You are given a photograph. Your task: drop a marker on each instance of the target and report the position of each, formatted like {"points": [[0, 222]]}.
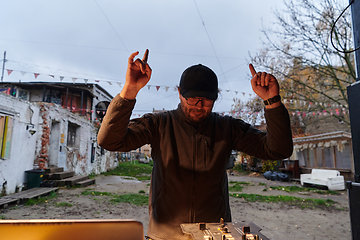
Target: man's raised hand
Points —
{"points": [[263, 84], [137, 75]]}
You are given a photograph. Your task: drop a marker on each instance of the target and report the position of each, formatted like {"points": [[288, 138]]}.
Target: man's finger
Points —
{"points": [[146, 55], [252, 70], [132, 56]]}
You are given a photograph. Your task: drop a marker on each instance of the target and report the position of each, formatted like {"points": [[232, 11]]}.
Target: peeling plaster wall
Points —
{"points": [[22, 154], [71, 158], [48, 146]]}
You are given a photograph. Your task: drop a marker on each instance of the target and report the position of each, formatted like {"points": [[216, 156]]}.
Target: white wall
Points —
{"points": [[26, 149], [22, 154]]}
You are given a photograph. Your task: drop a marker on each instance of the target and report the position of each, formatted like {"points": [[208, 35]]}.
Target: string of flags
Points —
{"points": [[110, 82], [328, 108]]}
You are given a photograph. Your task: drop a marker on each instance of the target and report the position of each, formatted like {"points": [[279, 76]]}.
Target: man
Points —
{"points": [[191, 145]]}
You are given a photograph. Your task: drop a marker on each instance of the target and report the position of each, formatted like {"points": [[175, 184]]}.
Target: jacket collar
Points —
{"points": [[183, 118]]}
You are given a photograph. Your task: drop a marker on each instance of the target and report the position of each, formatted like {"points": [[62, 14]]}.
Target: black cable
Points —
{"points": [[332, 30]]}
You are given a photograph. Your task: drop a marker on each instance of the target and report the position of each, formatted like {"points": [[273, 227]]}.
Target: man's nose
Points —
{"points": [[197, 104]]}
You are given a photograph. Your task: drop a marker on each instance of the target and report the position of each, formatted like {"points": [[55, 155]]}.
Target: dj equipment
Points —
{"points": [[223, 231]]}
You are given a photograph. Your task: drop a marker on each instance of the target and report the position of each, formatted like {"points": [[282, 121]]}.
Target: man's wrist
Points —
{"points": [[272, 100], [128, 93]]}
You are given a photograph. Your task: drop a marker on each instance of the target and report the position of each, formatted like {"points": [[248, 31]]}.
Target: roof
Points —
{"points": [[338, 139], [58, 86]]}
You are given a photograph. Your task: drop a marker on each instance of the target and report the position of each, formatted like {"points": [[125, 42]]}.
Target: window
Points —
{"points": [[343, 158], [73, 138], [23, 94], [319, 157], [329, 157], [6, 123]]}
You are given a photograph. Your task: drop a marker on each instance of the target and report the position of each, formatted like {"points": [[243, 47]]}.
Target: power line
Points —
{"points": [[111, 25], [212, 46]]}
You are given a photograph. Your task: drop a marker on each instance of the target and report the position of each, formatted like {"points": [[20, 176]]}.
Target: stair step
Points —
{"points": [[71, 181], [85, 183], [54, 169], [62, 175]]}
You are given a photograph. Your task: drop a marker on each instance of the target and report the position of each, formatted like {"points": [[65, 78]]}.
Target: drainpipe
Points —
{"points": [[354, 106]]}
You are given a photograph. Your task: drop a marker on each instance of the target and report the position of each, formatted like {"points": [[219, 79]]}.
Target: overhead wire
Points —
{"points": [[107, 19], [212, 45]]}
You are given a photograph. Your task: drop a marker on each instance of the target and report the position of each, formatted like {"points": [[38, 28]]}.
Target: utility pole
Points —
{"points": [[2, 75], [354, 106]]}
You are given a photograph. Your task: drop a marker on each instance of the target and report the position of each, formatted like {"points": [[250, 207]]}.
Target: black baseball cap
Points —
{"points": [[199, 81]]}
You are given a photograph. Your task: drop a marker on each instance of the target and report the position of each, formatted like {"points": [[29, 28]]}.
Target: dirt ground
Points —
{"points": [[278, 221]]}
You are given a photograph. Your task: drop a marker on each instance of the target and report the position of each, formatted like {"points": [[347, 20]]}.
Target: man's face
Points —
{"points": [[197, 113]]}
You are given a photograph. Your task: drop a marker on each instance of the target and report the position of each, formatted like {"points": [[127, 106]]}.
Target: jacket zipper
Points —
{"points": [[192, 211]]}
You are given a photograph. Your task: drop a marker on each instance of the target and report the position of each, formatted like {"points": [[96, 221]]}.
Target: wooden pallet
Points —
{"points": [[24, 196]]}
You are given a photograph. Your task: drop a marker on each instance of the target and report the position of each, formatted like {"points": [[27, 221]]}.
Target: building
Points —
{"points": [[326, 151], [46, 125]]}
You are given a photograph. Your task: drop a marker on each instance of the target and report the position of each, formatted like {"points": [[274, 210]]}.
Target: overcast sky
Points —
{"points": [[92, 39]]}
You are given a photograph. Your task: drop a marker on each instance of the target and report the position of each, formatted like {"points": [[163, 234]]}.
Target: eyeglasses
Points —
{"points": [[194, 101]]}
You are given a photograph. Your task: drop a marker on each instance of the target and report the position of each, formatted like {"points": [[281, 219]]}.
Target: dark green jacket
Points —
{"points": [[189, 180]]}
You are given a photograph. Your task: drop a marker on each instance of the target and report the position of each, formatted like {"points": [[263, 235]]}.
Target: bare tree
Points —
{"points": [[251, 111], [298, 50]]}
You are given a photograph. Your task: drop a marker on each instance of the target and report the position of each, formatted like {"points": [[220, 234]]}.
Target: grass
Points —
{"points": [[136, 199], [35, 201], [134, 169], [63, 204], [293, 201], [304, 189], [237, 186]]}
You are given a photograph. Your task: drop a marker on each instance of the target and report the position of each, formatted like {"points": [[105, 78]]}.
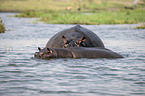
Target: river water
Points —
{"points": [[23, 75]]}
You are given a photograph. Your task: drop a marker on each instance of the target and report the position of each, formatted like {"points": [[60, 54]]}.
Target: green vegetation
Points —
{"points": [[142, 26], [81, 12], [2, 27]]}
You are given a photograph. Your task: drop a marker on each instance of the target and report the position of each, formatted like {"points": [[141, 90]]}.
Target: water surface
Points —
{"points": [[23, 75]]}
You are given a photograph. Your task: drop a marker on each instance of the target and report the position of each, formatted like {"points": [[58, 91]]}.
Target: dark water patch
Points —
{"points": [[140, 82], [23, 75]]}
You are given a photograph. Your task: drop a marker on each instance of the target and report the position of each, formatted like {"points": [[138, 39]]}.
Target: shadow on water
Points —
{"points": [[22, 74]]}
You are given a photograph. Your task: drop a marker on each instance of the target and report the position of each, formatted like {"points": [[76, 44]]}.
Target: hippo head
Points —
{"points": [[73, 42], [45, 53]]}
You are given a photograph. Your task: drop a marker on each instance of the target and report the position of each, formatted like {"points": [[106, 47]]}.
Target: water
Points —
{"points": [[23, 75]]}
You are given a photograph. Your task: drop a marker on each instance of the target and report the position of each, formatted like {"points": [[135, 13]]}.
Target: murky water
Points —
{"points": [[23, 75]]}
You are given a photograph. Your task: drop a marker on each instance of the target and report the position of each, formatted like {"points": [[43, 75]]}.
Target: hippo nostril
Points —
{"points": [[40, 54]]}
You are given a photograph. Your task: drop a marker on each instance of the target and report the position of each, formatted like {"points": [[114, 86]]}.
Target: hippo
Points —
{"points": [[76, 52], [76, 36]]}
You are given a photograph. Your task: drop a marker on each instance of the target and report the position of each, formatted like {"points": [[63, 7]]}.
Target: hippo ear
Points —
{"points": [[39, 48], [83, 39], [49, 51], [64, 39]]}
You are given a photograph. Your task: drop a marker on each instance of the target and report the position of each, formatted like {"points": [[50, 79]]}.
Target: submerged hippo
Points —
{"points": [[76, 36], [76, 52]]}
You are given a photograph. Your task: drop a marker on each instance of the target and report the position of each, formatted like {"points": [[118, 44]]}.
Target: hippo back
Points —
{"points": [[92, 40]]}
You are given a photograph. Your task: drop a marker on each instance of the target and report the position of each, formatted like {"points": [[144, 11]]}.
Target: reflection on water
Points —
{"points": [[23, 75]]}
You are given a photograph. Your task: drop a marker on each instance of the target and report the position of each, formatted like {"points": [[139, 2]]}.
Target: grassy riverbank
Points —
{"points": [[2, 27], [82, 12]]}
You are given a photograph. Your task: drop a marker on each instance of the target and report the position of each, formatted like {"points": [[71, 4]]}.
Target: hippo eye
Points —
{"points": [[67, 42], [40, 54]]}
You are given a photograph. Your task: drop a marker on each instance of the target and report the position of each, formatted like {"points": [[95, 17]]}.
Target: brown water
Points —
{"points": [[23, 75]]}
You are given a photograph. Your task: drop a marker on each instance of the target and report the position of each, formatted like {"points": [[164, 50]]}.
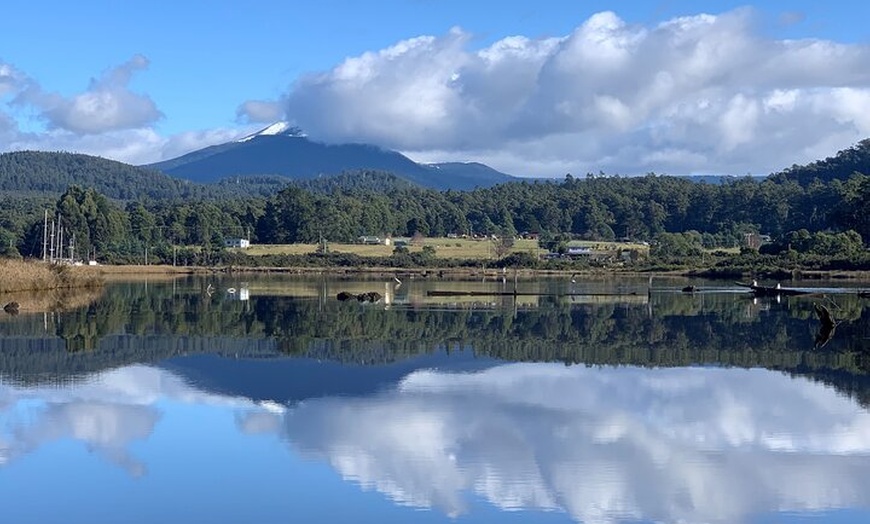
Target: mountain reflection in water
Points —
{"points": [[703, 408]]}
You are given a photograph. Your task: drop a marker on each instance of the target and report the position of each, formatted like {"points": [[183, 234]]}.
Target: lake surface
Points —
{"points": [[266, 399]]}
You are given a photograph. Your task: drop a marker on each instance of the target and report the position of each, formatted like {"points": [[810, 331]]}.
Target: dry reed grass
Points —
{"points": [[16, 275]]}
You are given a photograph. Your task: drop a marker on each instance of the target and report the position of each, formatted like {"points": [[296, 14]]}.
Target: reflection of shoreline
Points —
{"points": [[52, 301], [601, 445]]}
—————
§ Exercise details
Pick out every line in the material above that contains the word "hippo" and copy each of those lines. Uppercase and lowercase letters count as different.

§ Worked answer
Target: hippo head
Target: hippo nostril
Target: hippo
Target: hippo ear
Target: submerged hippo
Target: hippo back
Target: hippo eye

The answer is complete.